▸ **Dataset**:
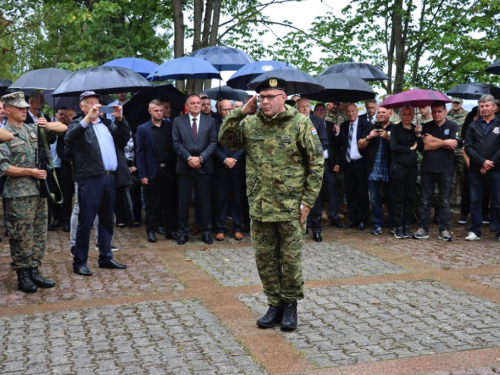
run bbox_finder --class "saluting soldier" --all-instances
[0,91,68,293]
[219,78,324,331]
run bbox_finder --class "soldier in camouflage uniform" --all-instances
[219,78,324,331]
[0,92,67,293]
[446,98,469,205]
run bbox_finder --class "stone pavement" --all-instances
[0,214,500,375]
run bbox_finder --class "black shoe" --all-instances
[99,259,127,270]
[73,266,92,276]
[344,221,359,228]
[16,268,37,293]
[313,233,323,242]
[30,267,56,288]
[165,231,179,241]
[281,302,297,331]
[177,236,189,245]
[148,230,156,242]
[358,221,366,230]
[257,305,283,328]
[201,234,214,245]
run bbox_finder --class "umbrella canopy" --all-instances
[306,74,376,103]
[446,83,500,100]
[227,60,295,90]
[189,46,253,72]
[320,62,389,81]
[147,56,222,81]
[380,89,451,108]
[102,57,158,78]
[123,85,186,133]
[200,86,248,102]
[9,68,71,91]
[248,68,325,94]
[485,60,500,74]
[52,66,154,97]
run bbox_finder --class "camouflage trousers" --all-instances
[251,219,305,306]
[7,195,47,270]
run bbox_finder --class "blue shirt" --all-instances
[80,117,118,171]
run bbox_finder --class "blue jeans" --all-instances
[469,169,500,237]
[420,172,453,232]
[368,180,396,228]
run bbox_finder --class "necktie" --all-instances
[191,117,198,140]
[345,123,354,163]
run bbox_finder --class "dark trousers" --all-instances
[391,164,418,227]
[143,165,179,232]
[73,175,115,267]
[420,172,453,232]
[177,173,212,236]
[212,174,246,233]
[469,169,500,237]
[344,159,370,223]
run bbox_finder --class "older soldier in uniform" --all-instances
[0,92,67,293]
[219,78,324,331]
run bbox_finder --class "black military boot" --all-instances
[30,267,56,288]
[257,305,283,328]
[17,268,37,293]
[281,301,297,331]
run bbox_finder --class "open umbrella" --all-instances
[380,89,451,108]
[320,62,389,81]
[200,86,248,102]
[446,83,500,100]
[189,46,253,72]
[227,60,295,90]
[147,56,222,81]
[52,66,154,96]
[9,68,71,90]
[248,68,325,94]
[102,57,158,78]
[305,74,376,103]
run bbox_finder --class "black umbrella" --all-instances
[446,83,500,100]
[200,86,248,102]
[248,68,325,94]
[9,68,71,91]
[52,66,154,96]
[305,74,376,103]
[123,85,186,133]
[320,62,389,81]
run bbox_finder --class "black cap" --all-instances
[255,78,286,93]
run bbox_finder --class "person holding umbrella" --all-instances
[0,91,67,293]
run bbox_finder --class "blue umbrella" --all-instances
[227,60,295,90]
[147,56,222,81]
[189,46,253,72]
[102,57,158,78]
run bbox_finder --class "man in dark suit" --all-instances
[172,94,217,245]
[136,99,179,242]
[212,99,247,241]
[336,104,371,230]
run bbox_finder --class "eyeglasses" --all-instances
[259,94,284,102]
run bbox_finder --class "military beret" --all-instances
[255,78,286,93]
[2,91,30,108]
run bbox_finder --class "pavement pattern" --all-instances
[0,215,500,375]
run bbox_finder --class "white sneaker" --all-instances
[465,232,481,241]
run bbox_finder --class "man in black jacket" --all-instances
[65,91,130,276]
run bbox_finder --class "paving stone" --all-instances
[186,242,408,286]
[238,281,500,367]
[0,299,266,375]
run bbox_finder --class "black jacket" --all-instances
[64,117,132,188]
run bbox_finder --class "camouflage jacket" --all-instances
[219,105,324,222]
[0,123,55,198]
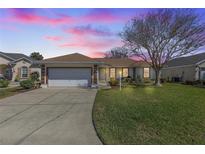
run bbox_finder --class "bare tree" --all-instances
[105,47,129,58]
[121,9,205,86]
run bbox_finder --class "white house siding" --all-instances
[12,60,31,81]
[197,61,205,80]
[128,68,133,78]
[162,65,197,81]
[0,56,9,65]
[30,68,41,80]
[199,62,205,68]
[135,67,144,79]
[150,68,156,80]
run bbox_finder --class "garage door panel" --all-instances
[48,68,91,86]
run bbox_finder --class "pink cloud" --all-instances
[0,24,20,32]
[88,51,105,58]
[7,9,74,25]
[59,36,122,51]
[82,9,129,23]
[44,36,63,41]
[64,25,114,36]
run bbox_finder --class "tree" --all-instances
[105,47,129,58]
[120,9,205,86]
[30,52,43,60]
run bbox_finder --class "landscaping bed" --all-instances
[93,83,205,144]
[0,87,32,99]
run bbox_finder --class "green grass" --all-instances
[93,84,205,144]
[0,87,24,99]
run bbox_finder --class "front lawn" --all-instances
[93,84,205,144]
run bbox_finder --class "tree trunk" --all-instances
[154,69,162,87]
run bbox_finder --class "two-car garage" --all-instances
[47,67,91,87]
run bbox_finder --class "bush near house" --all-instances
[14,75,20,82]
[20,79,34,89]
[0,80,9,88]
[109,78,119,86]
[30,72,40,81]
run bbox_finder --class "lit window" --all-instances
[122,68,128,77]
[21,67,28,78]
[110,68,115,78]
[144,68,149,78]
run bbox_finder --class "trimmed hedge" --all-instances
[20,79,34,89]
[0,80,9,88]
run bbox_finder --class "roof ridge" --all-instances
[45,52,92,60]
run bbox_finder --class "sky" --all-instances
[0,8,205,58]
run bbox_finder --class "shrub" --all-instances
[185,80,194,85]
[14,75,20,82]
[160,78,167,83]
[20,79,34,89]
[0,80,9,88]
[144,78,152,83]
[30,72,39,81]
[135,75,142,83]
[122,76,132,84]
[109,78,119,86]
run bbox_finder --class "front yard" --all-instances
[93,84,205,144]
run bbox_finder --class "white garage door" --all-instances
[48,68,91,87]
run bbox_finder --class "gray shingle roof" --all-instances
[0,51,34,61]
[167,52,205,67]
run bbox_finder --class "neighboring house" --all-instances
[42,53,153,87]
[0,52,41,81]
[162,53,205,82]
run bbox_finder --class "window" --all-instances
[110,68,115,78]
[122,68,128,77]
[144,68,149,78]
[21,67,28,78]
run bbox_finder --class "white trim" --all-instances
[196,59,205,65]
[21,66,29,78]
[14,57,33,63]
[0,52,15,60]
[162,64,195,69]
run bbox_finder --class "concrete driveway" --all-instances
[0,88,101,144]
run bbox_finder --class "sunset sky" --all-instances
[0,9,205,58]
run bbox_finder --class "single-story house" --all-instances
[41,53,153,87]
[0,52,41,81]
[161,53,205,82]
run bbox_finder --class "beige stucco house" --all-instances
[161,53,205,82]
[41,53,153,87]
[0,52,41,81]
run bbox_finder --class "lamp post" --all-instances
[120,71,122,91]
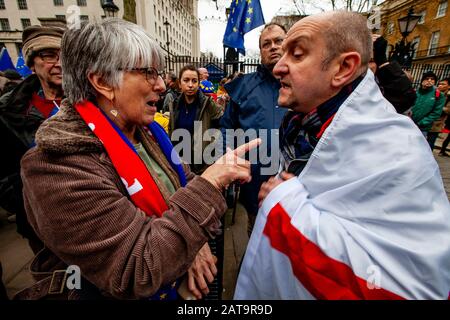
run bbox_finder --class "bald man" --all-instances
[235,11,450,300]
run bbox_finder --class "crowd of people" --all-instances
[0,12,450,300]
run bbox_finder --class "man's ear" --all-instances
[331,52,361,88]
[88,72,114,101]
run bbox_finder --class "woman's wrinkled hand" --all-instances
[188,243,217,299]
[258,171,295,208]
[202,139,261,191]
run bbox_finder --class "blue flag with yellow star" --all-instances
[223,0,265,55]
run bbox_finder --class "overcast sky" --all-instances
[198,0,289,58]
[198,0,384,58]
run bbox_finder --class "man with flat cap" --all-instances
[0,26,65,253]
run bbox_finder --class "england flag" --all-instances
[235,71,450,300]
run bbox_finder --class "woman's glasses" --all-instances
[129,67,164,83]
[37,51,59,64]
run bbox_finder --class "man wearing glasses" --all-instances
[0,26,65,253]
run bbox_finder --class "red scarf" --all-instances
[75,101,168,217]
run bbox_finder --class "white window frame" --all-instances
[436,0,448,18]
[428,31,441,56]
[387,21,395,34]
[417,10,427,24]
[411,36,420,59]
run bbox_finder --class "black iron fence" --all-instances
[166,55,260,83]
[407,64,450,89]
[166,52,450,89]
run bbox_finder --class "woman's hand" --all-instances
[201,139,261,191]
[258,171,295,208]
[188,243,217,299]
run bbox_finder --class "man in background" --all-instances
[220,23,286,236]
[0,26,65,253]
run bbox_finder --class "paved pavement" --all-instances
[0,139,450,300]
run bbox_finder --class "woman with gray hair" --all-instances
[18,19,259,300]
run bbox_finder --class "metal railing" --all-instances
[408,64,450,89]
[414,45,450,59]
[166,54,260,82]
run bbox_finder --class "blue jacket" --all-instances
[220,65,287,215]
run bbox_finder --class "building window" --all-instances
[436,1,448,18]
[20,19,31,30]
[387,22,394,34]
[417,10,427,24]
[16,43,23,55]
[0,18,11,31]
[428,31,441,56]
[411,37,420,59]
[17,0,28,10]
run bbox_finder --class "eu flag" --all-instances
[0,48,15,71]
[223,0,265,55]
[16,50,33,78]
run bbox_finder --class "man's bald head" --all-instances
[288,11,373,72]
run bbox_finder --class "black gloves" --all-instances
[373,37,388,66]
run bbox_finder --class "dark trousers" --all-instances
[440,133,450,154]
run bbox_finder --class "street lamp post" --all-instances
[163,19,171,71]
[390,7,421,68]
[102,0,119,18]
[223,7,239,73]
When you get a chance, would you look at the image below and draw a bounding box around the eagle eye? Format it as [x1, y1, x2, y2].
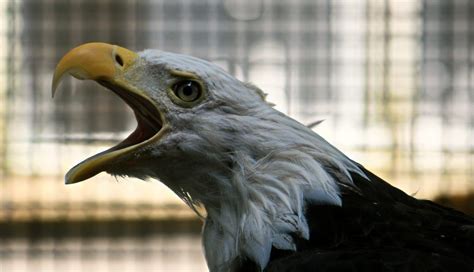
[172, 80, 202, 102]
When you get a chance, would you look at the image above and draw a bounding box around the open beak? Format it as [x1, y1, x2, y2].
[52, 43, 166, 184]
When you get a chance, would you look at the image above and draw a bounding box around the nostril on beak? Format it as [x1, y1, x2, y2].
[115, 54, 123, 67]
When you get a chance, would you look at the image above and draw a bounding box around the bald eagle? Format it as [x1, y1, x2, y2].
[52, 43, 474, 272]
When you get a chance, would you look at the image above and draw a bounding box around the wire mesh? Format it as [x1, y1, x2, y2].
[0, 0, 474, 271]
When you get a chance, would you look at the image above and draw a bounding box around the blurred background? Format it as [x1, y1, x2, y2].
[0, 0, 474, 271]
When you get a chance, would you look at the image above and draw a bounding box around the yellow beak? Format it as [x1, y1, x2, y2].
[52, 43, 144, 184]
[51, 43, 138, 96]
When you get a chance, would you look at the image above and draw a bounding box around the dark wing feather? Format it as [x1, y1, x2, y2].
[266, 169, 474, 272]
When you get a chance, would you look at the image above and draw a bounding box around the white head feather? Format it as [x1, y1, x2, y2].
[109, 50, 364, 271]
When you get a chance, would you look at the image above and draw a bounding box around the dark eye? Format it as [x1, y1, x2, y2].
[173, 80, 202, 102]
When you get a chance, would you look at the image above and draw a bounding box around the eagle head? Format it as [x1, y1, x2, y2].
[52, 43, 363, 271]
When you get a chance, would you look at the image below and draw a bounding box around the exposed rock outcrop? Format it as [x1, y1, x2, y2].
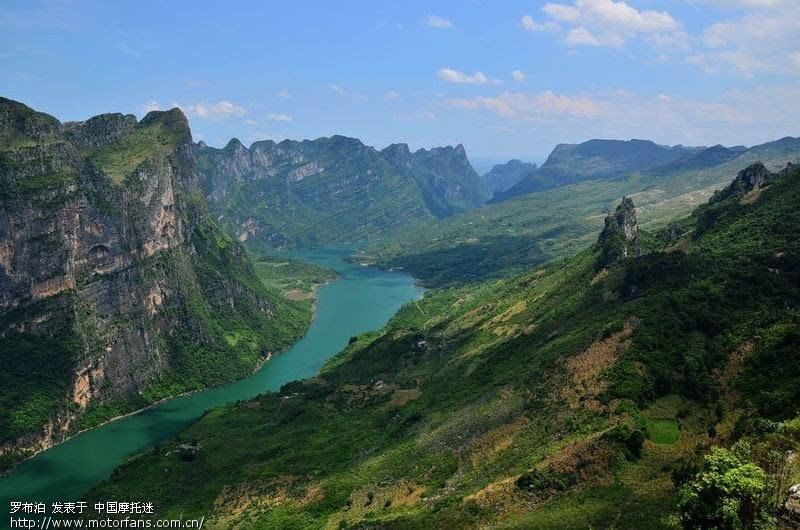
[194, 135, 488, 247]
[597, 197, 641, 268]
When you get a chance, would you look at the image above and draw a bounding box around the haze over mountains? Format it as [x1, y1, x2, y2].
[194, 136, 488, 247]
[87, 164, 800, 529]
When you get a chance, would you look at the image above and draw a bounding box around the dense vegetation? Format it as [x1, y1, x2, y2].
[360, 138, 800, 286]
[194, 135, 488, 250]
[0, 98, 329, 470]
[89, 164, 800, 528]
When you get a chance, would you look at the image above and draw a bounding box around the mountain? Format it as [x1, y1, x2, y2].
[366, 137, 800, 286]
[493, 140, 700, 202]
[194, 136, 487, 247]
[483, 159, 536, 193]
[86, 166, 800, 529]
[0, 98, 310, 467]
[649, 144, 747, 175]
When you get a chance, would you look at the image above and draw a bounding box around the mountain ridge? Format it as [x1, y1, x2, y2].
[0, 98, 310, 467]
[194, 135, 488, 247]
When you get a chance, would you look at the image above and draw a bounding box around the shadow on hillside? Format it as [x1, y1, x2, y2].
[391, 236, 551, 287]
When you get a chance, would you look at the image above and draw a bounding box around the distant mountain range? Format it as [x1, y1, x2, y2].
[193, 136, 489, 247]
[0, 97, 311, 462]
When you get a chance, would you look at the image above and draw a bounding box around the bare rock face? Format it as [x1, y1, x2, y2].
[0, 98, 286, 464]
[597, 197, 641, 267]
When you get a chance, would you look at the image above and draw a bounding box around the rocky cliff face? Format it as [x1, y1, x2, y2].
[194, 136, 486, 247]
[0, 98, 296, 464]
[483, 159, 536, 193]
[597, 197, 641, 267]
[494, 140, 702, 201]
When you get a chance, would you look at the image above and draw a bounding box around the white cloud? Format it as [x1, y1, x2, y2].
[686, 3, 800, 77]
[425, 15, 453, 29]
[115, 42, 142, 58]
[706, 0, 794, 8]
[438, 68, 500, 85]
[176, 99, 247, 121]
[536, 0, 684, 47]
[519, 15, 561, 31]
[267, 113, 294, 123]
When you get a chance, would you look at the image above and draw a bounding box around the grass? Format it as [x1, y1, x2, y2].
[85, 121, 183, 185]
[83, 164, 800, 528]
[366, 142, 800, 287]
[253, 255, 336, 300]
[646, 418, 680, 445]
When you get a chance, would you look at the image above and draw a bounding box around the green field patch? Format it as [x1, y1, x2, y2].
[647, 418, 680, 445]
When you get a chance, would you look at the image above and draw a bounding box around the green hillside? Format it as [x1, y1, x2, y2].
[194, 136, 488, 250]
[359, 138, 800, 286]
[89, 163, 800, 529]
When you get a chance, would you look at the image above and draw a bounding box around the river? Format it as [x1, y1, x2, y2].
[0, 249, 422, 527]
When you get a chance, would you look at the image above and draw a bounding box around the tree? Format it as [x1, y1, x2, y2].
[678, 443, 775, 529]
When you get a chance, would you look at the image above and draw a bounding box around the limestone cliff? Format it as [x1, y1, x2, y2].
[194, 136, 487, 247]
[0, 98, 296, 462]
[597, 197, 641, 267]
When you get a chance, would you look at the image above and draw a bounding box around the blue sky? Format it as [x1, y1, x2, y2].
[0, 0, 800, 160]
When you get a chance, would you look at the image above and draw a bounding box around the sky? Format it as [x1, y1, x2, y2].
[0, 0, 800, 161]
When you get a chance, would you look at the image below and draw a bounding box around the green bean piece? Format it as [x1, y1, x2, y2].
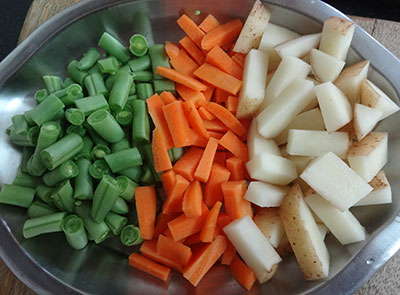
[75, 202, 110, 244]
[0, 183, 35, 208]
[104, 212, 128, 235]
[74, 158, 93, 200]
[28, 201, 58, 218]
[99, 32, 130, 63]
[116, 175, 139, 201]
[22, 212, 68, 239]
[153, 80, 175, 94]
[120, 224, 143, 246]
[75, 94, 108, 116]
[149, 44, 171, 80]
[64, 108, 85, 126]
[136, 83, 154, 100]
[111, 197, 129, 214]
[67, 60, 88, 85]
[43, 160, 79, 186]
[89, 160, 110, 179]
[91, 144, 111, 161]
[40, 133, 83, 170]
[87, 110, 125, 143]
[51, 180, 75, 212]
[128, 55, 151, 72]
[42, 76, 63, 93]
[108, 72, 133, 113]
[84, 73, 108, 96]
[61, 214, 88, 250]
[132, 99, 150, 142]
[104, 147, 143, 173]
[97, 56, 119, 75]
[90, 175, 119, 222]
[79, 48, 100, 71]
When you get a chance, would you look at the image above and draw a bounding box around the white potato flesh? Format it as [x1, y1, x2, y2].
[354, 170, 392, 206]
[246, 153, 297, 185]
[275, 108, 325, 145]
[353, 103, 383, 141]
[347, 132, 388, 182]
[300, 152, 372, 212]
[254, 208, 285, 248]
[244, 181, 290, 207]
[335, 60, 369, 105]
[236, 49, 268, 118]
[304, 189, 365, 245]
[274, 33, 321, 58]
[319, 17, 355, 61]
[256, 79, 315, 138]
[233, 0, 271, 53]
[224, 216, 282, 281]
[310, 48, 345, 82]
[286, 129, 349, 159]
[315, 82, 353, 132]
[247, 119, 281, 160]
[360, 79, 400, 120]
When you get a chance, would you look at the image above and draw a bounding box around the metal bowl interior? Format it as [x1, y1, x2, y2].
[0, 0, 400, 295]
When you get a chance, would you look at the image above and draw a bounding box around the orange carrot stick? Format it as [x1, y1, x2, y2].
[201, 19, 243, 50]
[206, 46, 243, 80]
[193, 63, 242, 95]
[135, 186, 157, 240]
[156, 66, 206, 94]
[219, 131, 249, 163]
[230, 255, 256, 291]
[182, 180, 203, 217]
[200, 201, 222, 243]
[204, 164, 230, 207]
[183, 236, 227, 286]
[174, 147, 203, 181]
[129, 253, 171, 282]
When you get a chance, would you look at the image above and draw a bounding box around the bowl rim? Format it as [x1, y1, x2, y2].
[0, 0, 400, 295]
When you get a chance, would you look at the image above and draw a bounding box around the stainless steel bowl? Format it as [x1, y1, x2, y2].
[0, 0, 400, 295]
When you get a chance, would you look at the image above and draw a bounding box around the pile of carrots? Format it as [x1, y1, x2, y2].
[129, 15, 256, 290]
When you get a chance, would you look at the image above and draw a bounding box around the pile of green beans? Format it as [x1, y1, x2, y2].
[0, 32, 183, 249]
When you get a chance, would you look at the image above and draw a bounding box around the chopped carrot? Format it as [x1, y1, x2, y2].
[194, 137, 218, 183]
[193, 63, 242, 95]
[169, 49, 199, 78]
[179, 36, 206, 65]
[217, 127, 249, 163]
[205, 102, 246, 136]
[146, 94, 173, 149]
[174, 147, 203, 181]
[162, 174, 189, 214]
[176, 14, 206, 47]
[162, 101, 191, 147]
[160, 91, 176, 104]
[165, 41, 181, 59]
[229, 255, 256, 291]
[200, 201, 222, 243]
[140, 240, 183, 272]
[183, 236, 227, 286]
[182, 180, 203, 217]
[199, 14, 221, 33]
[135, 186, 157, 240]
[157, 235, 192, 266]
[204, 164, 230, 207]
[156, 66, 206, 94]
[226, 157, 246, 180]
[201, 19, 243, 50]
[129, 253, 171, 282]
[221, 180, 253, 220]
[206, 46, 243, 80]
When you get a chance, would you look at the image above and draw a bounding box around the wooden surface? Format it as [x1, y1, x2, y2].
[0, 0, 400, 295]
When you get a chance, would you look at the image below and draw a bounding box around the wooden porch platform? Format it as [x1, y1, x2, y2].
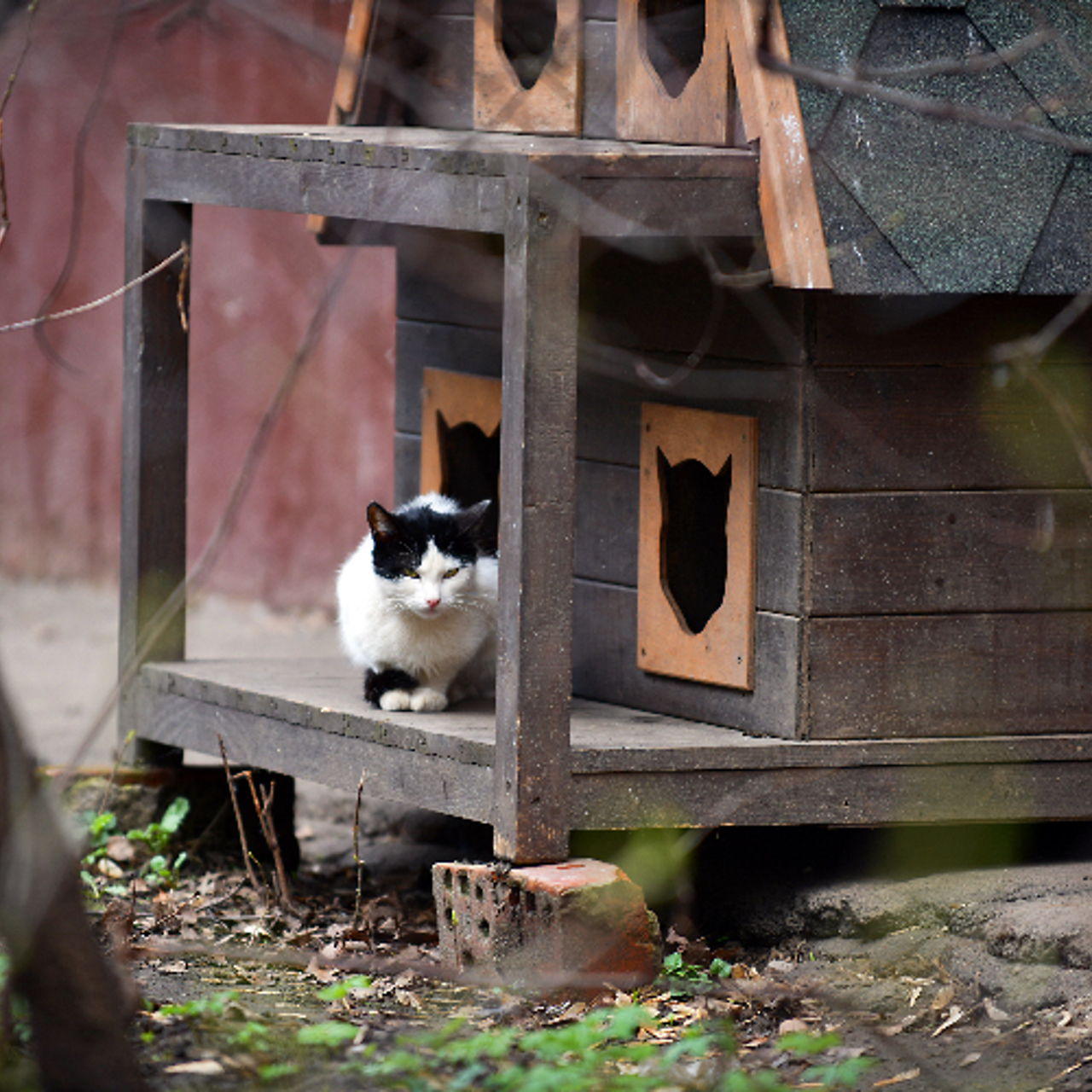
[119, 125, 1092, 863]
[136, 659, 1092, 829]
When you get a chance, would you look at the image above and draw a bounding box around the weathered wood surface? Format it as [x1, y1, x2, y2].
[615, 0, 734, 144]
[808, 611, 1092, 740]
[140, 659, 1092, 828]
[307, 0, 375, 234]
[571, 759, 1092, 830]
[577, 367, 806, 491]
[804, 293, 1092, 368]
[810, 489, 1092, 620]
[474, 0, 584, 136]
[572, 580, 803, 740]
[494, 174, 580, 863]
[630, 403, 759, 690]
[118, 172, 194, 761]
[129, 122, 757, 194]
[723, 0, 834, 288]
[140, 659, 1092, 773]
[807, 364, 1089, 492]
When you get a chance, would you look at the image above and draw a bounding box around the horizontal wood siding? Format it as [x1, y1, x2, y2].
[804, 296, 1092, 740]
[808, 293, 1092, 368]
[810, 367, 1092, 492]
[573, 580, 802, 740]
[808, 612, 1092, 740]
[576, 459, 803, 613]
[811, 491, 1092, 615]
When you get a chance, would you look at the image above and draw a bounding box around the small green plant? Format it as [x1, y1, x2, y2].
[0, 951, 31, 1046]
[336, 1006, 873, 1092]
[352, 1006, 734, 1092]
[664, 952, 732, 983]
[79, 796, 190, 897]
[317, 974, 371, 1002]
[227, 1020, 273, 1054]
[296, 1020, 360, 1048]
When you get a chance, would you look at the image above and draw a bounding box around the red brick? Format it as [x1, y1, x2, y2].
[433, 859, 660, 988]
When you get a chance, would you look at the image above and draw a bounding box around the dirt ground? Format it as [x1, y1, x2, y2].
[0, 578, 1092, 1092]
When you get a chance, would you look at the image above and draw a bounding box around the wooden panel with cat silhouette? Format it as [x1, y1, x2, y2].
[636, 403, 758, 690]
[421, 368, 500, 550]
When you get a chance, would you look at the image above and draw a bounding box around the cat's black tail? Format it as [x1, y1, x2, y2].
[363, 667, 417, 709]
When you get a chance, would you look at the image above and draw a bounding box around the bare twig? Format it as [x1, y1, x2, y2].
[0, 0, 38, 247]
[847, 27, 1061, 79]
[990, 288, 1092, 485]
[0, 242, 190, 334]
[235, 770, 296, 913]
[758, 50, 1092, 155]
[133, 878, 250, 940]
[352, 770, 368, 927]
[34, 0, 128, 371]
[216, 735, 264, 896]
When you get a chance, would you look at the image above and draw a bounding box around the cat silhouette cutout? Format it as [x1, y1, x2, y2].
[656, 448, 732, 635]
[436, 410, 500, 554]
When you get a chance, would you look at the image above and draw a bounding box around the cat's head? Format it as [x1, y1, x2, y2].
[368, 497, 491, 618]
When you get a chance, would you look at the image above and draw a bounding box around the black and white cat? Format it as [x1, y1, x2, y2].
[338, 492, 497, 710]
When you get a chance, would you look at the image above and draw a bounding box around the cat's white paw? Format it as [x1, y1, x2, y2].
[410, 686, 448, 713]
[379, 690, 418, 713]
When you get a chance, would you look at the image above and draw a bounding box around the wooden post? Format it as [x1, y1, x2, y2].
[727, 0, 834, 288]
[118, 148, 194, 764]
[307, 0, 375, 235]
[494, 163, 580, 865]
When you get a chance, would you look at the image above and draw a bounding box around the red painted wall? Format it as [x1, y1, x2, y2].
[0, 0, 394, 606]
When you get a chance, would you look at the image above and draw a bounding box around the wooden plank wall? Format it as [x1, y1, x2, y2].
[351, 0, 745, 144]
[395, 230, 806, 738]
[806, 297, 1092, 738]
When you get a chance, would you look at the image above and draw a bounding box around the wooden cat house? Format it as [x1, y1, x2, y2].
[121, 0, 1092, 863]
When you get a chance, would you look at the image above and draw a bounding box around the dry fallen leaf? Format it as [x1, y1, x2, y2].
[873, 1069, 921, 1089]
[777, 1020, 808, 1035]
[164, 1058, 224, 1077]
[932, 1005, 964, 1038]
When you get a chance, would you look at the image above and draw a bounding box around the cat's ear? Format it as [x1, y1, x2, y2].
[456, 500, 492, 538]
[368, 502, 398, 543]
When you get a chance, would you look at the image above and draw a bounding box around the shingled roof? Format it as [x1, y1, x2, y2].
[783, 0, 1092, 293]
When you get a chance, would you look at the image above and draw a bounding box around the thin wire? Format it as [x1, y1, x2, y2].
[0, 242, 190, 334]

▸ **Task brief**:
Extract each line of the records above that contains the word "dark".

▸ **Worked answer**:
run bbox_finder --class "dark trousers" --all-instances
run bbox_finder --class "man in dark suit" --all-instances
run bbox_finder --class "dark trousers" --all-instances
When you get a chance, would you look at the image above and draw a bounding box around the dark wing feather? Format it as [x1, y1, x2, y2].
When you get a chance, would you look at the image above and draw a bounding box around the dark eye? Format it as [x1, y1, x2, y2].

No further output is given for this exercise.